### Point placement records
● ● ● ● ● ● ●
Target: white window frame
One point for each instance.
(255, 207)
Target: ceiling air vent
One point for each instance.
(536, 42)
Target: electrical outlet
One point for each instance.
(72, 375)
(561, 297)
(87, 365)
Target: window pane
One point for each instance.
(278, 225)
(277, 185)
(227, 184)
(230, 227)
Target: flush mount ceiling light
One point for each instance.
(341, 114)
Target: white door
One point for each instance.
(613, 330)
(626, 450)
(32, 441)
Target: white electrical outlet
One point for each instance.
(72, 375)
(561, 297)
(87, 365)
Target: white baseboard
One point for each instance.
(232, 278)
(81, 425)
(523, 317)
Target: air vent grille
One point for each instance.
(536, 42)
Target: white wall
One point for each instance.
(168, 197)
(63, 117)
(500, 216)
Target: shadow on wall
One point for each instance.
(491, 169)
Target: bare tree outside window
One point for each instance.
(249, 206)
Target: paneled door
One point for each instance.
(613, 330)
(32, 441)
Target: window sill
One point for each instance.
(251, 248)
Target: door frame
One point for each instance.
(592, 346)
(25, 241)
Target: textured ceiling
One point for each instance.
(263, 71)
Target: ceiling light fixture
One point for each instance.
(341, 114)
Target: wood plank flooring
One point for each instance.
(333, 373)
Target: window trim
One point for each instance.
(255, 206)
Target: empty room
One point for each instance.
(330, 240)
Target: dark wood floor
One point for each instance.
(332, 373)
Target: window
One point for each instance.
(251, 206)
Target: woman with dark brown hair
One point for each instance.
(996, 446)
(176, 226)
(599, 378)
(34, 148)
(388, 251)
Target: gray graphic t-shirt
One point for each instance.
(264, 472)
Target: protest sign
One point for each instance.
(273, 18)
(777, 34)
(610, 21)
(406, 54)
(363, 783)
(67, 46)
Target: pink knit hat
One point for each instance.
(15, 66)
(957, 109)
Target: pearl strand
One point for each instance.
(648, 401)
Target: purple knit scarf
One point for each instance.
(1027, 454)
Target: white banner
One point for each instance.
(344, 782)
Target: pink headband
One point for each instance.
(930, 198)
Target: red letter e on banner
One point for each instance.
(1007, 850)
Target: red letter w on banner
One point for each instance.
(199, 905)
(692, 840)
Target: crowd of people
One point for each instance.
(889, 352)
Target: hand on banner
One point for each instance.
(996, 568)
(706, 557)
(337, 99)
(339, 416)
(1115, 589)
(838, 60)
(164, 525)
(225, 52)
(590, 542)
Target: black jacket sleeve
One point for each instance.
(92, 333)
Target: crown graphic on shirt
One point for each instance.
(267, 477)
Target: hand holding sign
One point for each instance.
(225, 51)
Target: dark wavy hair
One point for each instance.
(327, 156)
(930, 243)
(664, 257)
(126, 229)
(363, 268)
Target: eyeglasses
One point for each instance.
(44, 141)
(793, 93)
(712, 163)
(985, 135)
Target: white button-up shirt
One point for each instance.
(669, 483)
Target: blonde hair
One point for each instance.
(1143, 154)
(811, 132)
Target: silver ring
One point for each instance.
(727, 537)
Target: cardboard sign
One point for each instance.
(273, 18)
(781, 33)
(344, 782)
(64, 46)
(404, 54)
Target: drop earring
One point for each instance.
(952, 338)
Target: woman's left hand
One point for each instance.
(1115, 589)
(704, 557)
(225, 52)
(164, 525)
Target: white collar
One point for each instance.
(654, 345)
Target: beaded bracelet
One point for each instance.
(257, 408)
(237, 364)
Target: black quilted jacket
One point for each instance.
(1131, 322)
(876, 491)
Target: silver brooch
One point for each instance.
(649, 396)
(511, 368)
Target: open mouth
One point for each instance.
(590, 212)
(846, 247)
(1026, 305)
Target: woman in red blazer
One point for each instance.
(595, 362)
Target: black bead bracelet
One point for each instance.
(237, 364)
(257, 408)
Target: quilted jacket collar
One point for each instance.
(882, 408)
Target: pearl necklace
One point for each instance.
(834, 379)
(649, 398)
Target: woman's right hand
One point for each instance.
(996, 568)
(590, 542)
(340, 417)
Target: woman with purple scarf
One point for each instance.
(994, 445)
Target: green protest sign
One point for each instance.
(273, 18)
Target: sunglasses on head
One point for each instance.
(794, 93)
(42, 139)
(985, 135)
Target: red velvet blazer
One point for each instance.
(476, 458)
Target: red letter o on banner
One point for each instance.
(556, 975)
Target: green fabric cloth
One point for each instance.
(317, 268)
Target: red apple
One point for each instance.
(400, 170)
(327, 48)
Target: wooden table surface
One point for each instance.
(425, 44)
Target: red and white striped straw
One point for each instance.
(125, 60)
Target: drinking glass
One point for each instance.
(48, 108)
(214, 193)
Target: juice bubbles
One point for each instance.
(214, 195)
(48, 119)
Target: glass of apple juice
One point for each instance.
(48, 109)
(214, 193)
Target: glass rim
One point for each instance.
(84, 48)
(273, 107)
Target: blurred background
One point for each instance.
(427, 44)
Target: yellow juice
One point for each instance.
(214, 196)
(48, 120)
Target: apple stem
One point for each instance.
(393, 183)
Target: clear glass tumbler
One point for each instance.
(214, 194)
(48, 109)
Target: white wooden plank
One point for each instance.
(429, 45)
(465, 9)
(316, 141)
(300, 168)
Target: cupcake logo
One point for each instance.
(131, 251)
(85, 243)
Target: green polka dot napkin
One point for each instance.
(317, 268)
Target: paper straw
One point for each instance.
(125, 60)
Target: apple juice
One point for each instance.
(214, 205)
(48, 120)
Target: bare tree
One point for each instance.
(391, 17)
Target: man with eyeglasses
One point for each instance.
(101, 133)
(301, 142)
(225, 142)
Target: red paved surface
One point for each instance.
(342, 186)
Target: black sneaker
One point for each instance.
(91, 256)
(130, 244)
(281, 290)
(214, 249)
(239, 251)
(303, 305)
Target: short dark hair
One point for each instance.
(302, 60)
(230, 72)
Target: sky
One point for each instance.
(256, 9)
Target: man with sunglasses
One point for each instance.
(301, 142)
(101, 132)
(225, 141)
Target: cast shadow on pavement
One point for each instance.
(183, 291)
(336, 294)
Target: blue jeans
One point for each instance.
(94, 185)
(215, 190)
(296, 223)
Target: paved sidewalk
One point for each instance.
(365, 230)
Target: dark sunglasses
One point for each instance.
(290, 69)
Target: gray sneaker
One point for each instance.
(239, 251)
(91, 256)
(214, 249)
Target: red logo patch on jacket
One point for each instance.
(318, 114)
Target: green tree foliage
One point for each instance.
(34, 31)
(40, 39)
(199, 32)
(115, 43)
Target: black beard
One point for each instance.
● ● ● ● ● ● ●
### Required task
Extract all of the data above without altering anything.

### Exercise answer
Target: white window frame
One point for each instance.
(255, 207)
Target: ceiling air vent
One point for each instance.
(536, 42)
Target: electrical outlet
One point for each instance.
(72, 375)
(561, 297)
(87, 365)
Target: window pane
One point for each instance.
(278, 225)
(277, 185)
(227, 184)
(230, 227)
Target: flush mount ceiling light
One point for each instance.
(341, 114)
Target: white door
One point for each instance.
(613, 330)
(626, 450)
(32, 441)
Target: white electrical outlet
One point for each instance.
(72, 375)
(561, 297)
(87, 365)
Target: white baseboard
One point for each instance.
(232, 278)
(81, 425)
(523, 317)
Target: air vent grille
One point for each instance.
(536, 42)
Target: white wall
One point for each instance.
(168, 197)
(63, 117)
(500, 216)
Target: shadow on wall
One point for each instance.
(491, 169)
Target: bare tree outside window
One point for each instance.
(249, 206)
Target: paneled door
One point for each instance.
(613, 330)
(32, 441)
Target: window sill
One point for each instance.
(251, 248)
Target: door frame
One point for each instance.
(592, 346)
(25, 241)
Target: textured ceiling
One point for each instance.
(263, 71)
Target: ceiling light fixture
One point for each instance.
(341, 114)
Target: wood plank flooring
One point for each instance.
(333, 373)
Target: window trim
One point for each instance.
(255, 206)
Target: empty room
One point for each instance.
(330, 240)
Target: dark wood floor
One point for each instance.
(332, 373)
Target: window
One point for each instance.
(251, 206)
Target: woman with dark brown hair
One point for each instance.
(996, 446)
(176, 226)
(599, 378)
(34, 148)
(388, 251)
Target: gray graphic t-shirt
One point for each instance.
(264, 472)
Target: protest sign
One point for each instance.
(273, 18)
(777, 34)
(610, 21)
(406, 54)
(363, 783)
(67, 46)
Target: pink knit hat
One point for each instance.
(15, 66)
(957, 109)
Target: pearl strand
One point for each instance.
(648, 401)
Target: purple knit scarf
One point for each instance.
(1027, 454)
Target: white banner
One point for each instance.
(344, 782)
Target: pink headband
One point for each instance.
(930, 198)
Target: red letter e on banner
One point for each instance.
(1007, 850)
Target: red letter w on banner
One point for each instance.
(199, 905)
(692, 840)
Target: crowd of people
One point for each instance.
(889, 352)
Target: hand on banner
One point for each instance.
(996, 568)
(706, 557)
(337, 99)
(339, 416)
(1115, 589)
(838, 60)
(164, 525)
(225, 52)
(590, 542)
Target: black jacket sleeve
One point for each instance.
(92, 333)
Target: crown graphic on shirt
One point for each instance.
(267, 477)
Target: hand holding sign
One point for each instance.
(225, 51)
Target: dark wavy hair
One point for each instance.
(327, 156)
(930, 243)
(664, 257)
(126, 229)
(363, 268)
Target: eyeglasses
One point for each instance.
(44, 141)
(793, 93)
(712, 163)
(985, 135)
Target: white button-up shirt
One point for each instance.
(669, 483)
Target: blonde hair
One point for each instance.
(1143, 154)
(811, 132)
Target: silver ring
One point for each instance.
(727, 537)
Target: cardboard sign
One point for each instance.
(273, 18)
(781, 33)
(344, 782)
(64, 46)
(404, 54)
Target: drop earring
One point for each instance.
(952, 338)
Target: woman's left hand
One point for each instance.
(1115, 589)
(704, 557)
(225, 52)
(164, 525)
Target: white collar
One point for each instance.
(654, 345)
Target: beaded bracelet
One point for each instance.
(257, 408)
(237, 364)
Target: black quilted jacket
One point for each instance.
(1131, 322)
(876, 491)
Target: silver brooch
One point for each instance.
(649, 396)
(511, 368)
Target: open mouth
One point for each instance.
(590, 212)
(846, 247)
(1026, 305)
Target: woman in red blazer
One point for each instance.
(595, 362)
Target: black bead bracelet
One point for each instance.
(237, 364)
(257, 408)
Target: quilted jacket collar
One point for each instance.
(882, 408)
Target: pearl necklace
One point for each instance.
(834, 379)
(649, 398)
Target: woman's right hand
One point for each instance.
(996, 568)
(590, 542)
(340, 417)
Target: woman with purple scarf
One point for each instance.
(994, 445)
Target: green protest sign
One point for each instance.
(273, 18)
Target: sunglasses on head
One point for each instance.
(794, 93)
(42, 139)
(985, 135)
Target: red velvet blazer
One point for each instance.
(476, 458)
Target: red letter o on banner
One point for each instance.
(556, 975)
Target: green fabric cloth
One point for each instance.
(317, 268)
Target: red apple
One point for each instance.
(400, 170)
(327, 48)
Target: wooden table surface
One point for each instance.
(425, 44)
Target: red and white striped straw
One point for each instance.
(125, 60)
Target: drinking glass
One point for each instance.
(48, 108)
(214, 193)
Target: juice bubbles
One point for each instance.
(214, 195)
(48, 119)
Target: glass of apple juice
One point for each instance.
(48, 109)
(214, 193)
Target: glass rim
One point for each instance.
(84, 48)
(273, 107)
Target: blurred background
One point for each instance.
(427, 44)
Target: yellow juice
One point for each instance.
(214, 196)
(48, 120)
Target: apple stem
One point for each instance.
(393, 183)
Target: clear glass tumbler
One point for each instance.
(214, 194)
(48, 109)
Target: white wooden plank
One point for each instance.
(429, 45)
(465, 9)
(316, 141)
(300, 168)
Target: cupcake logo
One point for each instance.
(131, 251)
(85, 243)
Target: green polka dot napkin
One point for each instance.
(317, 268)
Target: paper straw
One point for each instance.
(125, 60)
Target: apple juice
One point for each instance.
(214, 205)
(48, 120)
Target: bare tree
One point for each instance.
(391, 17)
Target: man with eyeglasses
One point for each instance.
(101, 133)
(301, 142)
(225, 142)
Target: red paved surface
One point for each instance.
(342, 186)
Target: black sneaker
One point for each instance.
(91, 256)
(130, 244)
(281, 290)
(214, 249)
(239, 251)
(303, 305)
Target: short dark hair
One point for each instance.
(302, 60)
(230, 72)
Target: sky
One point for each instance.
(256, 9)
Target: man with sunglasses
One point for each instance.
(301, 142)
(101, 132)
(225, 141)
Target: cast shadow on pavement
One point for each instance.
(183, 291)
(336, 294)
Target: blue jeans
One point for each instance.
(94, 185)
(215, 190)
(296, 223)
Target: paved sidewalk
One point for each instance.
(365, 230)
Target: dark sunglasses
One point for each instance.
(290, 69)
Target: gray sneaker
One point for each instance.
(239, 251)
(91, 256)
(214, 249)
Target: red logo patch on jacket
One point for each instance.
(318, 114)
Target: green tree foliage
One point for each instance.
(34, 31)
(40, 39)
(199, 32)
(115, 43)
Target: black beard
One point for each instance.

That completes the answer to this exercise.